## Excerpt provided
※

Concussions are currently diagnosed and monitored based on patients' symptoms and computerized tests that measure thinking skills. Self-reported symptoms of concussion usually include headache, confusion, difficulty concentrating and memory problems. The computer tests measure factors such as attention, verbal skills and learning. The researchers explained that this type of monitoring usually shows that people with a concussion return to normal function after about 10 days.
In conducting the new study, however, the investigators also used a test called motor-evoked potentials (MEPs). The test delivers a pulse of magnetic stimulation to the brain while the person has electrodes attached to their foot or hand. This test allows researchers to measure the amount of time it takes for a person's limb to respond to the signals in their brain.
For the study, the researchers recruited 18 college athletes, half of whom had experienced a concussion within the previous 24 hours. The students were matched for age, gender, sport, player position and whether they ever had a concussion before. Livingston's team also took into account whether the athletes had a learning disability.
Over the course of 10 days, the study authors found that based on self-reported symptoms and standard computerized tests, post-concussion symptoms were more frequent and greater in severity within the first four days. Most students appeared to return to normal or close to normal function after 10 days.

※

Records in a dataset
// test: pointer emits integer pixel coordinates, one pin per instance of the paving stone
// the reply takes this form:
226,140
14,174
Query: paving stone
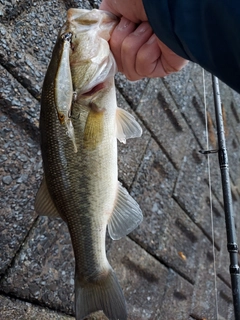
177,83
203,300
164,121
199,82
43,271
177,299
16,309
192,194
20,171
131,153
166,231
142,277
132,91
19,105
26,49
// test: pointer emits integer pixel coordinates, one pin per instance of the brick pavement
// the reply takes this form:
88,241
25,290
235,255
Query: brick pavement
166,265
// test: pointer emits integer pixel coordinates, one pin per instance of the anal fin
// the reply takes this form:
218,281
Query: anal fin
126,215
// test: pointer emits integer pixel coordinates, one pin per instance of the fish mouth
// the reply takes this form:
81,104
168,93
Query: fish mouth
94,90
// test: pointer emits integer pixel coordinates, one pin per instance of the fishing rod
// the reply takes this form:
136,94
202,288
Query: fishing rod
227,199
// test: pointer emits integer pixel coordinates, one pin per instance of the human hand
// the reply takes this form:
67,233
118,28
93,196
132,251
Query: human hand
137,50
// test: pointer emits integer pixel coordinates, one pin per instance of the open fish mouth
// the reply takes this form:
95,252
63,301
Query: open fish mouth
94,90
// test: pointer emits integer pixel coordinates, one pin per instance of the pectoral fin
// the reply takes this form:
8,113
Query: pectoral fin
126,216
93,132
127,126
44,205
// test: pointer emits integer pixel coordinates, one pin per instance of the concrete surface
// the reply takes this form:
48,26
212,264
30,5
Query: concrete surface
165,266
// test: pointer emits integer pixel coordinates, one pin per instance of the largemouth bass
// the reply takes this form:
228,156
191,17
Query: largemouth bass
80,124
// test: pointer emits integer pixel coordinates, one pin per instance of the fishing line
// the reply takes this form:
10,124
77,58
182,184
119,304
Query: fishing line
210,194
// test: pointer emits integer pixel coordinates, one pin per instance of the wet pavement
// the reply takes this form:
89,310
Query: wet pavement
165,266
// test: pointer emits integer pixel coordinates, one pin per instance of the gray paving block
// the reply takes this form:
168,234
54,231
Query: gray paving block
132,91
166,231
43,271
163,119
142,277
26,47
11,309
177,299
203,299
177,83
192,194
20,168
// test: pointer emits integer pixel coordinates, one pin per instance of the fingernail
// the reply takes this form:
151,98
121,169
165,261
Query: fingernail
123,24
141,29
151,39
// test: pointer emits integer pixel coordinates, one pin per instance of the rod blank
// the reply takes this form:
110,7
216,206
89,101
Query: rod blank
227,198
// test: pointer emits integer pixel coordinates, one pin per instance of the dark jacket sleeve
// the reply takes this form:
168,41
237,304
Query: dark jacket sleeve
204,31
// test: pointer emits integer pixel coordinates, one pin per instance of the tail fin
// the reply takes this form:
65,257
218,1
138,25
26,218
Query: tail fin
103,295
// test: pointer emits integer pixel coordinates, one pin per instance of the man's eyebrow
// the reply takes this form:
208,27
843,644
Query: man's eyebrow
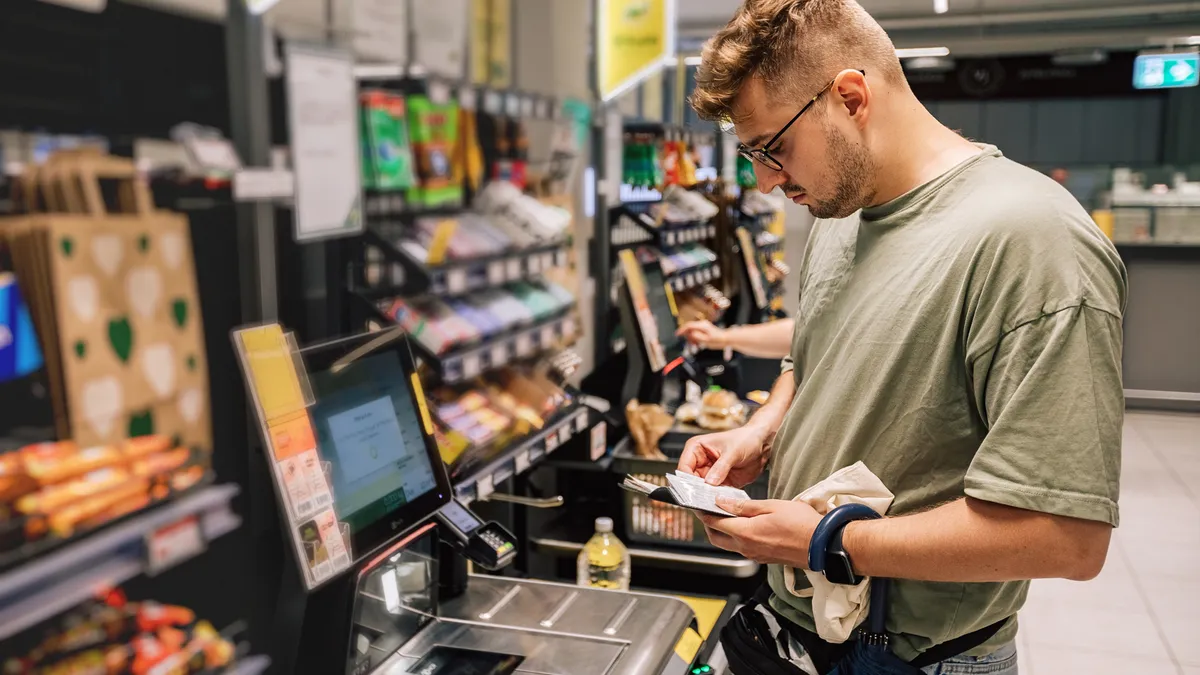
757,139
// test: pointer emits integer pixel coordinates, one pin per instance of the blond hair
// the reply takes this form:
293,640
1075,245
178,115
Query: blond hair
795,46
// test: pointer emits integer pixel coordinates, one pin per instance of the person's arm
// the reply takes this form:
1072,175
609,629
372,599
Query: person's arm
769,340
971,541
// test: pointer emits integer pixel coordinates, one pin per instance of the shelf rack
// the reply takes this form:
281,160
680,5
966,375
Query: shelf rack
455,278
523,454
60,580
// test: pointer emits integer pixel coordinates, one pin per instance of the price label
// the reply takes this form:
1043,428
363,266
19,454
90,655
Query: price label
484,488
456,280
467,97
521,463
496,273
499,354
525,345
599,441
513,267
439,93
167,547
492,102
472,365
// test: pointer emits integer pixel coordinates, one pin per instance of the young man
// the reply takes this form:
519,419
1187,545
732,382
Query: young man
959,333
772,340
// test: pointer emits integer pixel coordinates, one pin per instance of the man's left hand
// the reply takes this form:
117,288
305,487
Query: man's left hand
767,531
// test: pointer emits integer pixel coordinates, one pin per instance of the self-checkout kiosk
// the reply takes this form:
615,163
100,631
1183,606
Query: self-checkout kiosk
378,535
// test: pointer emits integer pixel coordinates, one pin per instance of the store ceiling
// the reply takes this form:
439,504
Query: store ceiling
997,27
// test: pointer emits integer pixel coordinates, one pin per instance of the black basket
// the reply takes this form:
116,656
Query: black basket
651,521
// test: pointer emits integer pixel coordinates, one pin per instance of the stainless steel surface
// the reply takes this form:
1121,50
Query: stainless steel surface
549,502
595,632
718,565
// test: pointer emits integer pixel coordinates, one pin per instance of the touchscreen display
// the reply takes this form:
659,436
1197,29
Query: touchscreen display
369,429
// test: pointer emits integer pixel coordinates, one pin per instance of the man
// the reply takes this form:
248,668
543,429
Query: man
772,340
959,333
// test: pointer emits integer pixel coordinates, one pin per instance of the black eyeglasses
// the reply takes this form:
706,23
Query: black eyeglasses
762,154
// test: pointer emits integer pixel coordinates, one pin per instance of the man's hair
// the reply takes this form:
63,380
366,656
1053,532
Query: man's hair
796,47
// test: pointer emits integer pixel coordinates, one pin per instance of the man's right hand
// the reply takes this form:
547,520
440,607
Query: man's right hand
732,458
703,334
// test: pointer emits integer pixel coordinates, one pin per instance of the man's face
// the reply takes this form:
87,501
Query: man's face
823,168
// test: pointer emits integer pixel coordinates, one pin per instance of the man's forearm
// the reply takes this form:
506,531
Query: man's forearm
772,413
972,541
763,340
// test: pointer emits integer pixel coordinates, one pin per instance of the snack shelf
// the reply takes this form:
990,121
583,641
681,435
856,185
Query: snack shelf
573,420
57,581
665,234
468,362
694,276
455,278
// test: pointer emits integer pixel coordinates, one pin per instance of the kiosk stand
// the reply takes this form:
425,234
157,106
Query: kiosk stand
371,515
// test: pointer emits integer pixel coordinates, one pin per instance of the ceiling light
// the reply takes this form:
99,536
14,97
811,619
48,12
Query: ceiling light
923,52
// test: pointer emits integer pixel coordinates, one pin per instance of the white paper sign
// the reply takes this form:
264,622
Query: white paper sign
324,121
439,36
381,30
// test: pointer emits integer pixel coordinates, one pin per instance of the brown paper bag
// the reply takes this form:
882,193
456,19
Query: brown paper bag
119,309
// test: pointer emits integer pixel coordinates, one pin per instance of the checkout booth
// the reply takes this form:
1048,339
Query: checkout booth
399,577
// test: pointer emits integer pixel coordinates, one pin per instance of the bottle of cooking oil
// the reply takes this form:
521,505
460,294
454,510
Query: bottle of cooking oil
604,561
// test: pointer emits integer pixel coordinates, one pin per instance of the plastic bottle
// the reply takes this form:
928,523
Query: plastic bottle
604,561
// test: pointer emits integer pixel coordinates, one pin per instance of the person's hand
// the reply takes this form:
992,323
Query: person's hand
727,458
703,334
766,531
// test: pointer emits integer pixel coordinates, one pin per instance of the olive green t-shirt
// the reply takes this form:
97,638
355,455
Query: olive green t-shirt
964,339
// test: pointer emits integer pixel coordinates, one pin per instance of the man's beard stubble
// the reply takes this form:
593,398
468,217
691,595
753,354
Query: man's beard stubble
852,168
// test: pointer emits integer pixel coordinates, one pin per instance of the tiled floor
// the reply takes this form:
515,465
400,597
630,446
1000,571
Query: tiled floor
1143,614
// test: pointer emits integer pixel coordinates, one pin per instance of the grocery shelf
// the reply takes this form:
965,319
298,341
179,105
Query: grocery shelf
455,278
250,665
523,454
48,585
694,276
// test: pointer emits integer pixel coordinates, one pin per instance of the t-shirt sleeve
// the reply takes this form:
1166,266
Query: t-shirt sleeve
1051,396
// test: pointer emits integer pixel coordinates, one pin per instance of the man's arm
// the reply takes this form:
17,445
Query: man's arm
972,541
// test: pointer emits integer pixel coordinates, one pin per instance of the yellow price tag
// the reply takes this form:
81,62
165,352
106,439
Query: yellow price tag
689,645
442,236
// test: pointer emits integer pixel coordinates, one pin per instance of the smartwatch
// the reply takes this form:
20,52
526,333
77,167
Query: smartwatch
827,554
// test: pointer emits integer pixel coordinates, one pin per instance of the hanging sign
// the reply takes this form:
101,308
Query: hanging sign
324,123
381,30
439,36
634,40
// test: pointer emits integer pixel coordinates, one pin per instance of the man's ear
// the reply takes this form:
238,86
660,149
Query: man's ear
855,95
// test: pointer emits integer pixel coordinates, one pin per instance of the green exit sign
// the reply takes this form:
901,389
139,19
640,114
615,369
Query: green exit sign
1167,71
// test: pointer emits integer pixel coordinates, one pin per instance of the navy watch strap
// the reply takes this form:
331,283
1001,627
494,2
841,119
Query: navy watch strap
833,523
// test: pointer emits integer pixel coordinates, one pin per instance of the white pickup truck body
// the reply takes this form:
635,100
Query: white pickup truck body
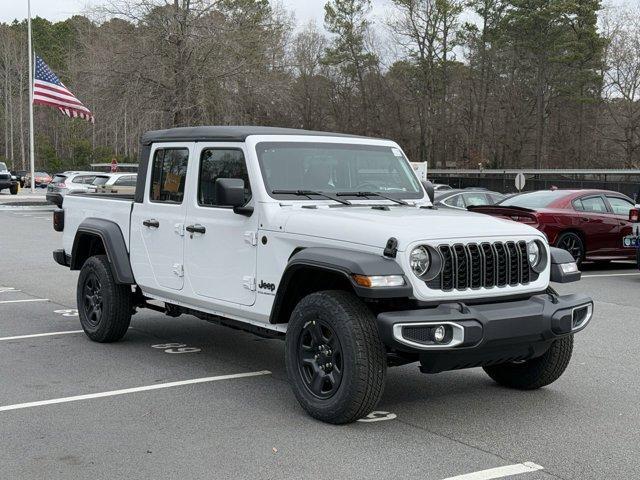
253,262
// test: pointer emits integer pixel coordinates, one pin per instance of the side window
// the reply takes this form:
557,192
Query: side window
620,206
594,205
577,205
168,175
126,181
455,201
220,163
472,199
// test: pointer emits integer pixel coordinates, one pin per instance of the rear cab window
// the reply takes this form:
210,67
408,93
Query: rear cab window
168,175
220,162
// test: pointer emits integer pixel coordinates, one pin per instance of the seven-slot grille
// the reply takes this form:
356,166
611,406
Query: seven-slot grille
483,265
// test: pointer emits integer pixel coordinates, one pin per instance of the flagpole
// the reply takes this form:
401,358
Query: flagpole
31,141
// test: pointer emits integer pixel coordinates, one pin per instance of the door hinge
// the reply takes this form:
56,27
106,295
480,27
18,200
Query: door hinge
178,269
249,283
251,238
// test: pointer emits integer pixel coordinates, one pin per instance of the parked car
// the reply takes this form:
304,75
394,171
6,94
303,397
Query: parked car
41,179
589,224
73,181
461,199
122,183
7,180
287,233
20,176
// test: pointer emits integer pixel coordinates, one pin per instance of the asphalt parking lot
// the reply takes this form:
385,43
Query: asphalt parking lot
184,398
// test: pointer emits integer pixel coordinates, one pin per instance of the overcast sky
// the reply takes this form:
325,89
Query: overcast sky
305,10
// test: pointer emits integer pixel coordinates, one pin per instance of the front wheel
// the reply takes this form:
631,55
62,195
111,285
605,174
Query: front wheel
335,360
537,372
104,306
572,243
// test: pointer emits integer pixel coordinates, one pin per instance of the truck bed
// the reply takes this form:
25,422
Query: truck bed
80,206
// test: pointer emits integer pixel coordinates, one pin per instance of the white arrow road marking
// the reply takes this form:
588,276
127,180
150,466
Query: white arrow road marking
378,417
611,275
26,300
34,335
125,391
499,472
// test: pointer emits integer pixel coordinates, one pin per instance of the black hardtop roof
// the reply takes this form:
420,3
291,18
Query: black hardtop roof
227,134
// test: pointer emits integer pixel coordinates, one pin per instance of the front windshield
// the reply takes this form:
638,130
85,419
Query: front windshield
540,199
336,168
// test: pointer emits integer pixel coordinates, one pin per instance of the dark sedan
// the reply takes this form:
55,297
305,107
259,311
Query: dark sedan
461,199
590,224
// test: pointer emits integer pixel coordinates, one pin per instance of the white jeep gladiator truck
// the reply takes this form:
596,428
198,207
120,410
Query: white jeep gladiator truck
330,242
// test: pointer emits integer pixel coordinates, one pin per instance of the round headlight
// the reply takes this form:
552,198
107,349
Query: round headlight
419,260
533,253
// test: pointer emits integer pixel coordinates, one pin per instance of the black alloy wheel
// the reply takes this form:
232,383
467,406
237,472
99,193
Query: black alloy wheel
320,359
92,299
573,244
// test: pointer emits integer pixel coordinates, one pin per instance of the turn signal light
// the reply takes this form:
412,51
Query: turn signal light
374,281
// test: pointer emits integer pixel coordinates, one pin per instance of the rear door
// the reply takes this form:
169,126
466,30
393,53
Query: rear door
599,225
157,224
220,258
620,207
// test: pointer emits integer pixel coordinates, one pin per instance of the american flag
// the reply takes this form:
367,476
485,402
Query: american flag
49,90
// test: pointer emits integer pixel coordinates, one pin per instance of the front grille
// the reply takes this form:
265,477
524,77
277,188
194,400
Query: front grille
483,265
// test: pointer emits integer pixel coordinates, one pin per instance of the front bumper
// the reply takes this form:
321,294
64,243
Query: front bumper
486,334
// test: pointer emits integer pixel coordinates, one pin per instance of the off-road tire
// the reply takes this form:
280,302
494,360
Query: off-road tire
573,243
115,300
537,372
363,356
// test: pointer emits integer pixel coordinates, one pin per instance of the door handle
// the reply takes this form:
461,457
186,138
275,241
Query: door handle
197,228
151,223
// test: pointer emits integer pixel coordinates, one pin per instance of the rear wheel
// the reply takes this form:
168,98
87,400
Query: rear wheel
572,243
335,360
104,306
537,372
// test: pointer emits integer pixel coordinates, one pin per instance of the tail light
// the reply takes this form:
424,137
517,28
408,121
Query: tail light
58,220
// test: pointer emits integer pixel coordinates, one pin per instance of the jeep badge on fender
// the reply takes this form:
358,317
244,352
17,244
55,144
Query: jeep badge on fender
369,275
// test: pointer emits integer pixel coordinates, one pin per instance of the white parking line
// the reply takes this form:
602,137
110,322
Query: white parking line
26,300
125,391
499,472
34,335
611,275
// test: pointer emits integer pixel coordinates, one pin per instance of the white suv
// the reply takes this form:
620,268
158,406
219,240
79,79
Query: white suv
71,181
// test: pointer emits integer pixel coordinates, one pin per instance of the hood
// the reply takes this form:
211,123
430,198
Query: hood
373,227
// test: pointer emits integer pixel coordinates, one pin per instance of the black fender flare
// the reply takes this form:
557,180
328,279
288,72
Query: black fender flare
346,263
115,247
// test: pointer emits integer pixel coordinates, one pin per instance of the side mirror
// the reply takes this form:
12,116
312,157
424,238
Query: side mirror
431,192
229,192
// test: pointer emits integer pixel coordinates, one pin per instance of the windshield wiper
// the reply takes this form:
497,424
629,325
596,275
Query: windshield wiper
308,193
371,194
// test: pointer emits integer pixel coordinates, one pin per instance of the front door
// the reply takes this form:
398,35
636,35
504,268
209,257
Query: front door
157,224
220,255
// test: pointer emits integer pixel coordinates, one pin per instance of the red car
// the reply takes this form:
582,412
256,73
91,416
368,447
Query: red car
590,224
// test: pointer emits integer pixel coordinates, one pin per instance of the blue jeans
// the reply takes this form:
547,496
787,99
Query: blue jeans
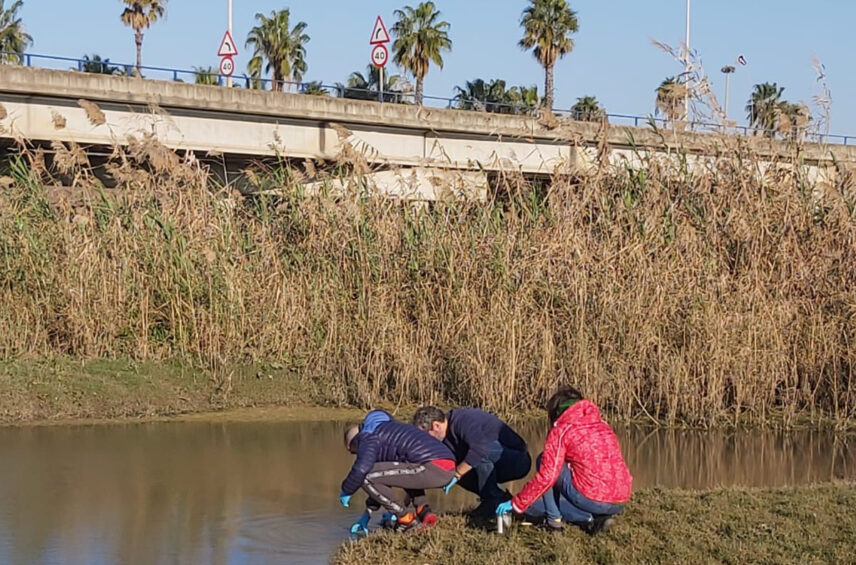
500,465
564,501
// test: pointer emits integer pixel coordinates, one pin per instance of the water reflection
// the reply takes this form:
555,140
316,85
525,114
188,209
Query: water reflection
267,493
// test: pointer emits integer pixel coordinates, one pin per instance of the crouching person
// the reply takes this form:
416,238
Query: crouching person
582,477
487,451
390,455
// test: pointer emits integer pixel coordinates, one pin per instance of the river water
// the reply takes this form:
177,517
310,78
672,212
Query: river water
247,493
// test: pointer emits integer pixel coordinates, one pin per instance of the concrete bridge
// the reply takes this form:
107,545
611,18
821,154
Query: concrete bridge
407,147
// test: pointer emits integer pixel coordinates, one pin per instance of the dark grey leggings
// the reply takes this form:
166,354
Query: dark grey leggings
414,478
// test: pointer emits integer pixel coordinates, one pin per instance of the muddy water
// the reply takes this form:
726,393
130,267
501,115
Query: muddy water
247,493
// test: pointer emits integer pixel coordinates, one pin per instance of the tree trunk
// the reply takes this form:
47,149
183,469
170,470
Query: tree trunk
420,85
138,38
548,87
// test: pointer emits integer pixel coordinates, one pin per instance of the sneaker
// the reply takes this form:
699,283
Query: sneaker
388,521
426,515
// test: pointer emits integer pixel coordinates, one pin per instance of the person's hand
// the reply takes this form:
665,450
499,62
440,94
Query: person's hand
361,526
452,483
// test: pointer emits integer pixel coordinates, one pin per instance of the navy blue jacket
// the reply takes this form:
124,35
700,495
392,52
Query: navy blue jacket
471,431
383,439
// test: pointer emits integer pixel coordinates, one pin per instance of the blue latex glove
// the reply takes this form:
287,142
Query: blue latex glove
361,526
452,483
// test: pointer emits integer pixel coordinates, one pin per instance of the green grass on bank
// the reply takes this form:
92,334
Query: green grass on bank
814,524
68,390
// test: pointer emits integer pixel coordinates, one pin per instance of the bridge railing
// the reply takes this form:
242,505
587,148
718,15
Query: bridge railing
209,76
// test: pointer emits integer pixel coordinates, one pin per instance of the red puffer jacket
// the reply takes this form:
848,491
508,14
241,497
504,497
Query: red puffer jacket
581,439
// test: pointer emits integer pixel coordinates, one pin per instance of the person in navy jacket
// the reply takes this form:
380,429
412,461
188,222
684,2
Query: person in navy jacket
487,451
392,454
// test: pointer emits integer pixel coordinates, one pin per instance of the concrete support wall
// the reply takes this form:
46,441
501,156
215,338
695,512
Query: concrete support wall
43,105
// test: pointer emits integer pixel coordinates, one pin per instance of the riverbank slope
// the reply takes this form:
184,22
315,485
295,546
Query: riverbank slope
813,524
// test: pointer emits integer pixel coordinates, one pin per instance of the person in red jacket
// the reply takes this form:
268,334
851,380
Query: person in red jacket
581,474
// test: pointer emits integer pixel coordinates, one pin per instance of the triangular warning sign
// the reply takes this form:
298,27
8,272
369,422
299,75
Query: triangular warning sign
379,33
227,46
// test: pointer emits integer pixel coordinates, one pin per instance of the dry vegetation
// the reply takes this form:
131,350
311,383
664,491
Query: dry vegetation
702,295
812,524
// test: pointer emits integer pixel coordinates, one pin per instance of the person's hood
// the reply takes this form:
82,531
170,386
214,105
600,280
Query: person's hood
582,412
374,419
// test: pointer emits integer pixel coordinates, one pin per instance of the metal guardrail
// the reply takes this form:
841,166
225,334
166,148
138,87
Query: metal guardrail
342,91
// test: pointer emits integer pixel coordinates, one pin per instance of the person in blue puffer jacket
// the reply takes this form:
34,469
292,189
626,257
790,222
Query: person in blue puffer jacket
392,454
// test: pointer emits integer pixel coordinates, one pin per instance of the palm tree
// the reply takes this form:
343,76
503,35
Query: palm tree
284,49
140,15
524,99
364,86
588,109
207,75
14,40
670,99
314,88
547,28
97,65
482,96
420,40
764,107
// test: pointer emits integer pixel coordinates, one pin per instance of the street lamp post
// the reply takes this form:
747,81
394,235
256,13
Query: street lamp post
727,71
687,67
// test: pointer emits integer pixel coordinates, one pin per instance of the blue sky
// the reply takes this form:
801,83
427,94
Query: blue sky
613,59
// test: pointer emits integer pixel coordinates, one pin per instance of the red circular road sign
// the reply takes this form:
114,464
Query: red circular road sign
380,56
227,66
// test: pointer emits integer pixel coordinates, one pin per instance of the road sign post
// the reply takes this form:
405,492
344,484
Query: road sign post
380,54
226,52
229,21
227,67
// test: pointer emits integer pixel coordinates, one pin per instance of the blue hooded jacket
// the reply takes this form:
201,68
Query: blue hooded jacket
383,439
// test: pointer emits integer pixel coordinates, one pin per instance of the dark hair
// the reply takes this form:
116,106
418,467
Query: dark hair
426,416
558,402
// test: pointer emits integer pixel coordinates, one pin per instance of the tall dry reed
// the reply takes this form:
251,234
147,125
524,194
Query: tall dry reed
696,294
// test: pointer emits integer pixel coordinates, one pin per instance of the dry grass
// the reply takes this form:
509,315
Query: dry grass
720,293
813,524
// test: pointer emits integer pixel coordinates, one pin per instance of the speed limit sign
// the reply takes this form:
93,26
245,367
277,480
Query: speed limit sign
227,66
380,55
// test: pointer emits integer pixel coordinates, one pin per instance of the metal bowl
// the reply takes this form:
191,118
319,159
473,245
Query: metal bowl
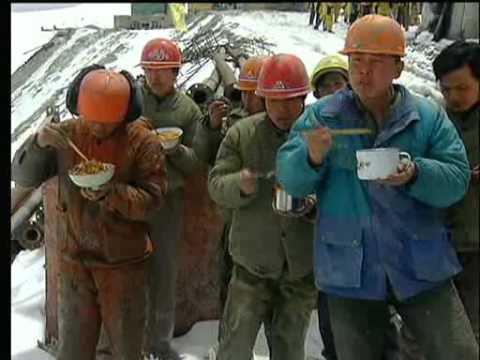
169,143
93,181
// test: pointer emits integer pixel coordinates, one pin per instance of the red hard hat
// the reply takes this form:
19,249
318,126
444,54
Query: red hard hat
247,80
283,76
104,97
161,54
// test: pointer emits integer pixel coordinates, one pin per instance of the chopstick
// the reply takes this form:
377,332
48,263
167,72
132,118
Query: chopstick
347,132
74,147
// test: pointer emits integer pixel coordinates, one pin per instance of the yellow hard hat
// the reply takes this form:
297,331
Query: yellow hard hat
330,63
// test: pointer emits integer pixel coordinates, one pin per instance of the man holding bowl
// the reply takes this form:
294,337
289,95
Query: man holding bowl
102,230
381,241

※

## Instructions
**A.** In the concussion study text, what does the motor-evoked potentials test allow researchers to measure?
**B.** Resume the text on the concussion study after its last sentence.

## Answers to the exercise
**A.** It measures the time it takes for a person's limb to respond to the signals in their brain.

**B.**
The researchers found, however, that MEP tests revealed delays in physical response time -- even as athletes' concussion symptoms decreased and their thinking skills improved.
The findings, published in the February issue of the Journal of Clinical Neurophysiology, could have significant implications for athletes because their physical reaction time may not improve along with their self-reported concussion symptoms and other brain functions.
"Further investigation of MEPs in concussed athletes is needed, especially to assess how long the disturbances in physiological functioning continue after those initial 10 days post-injury," Livingston said in a University of Kentucky news release. "But in the meantime, sports medicine personnel caring for concussed athletes should be cautious about relying solely on self-reported symptoms and neurocognitive test performances when making return-to-play decisions."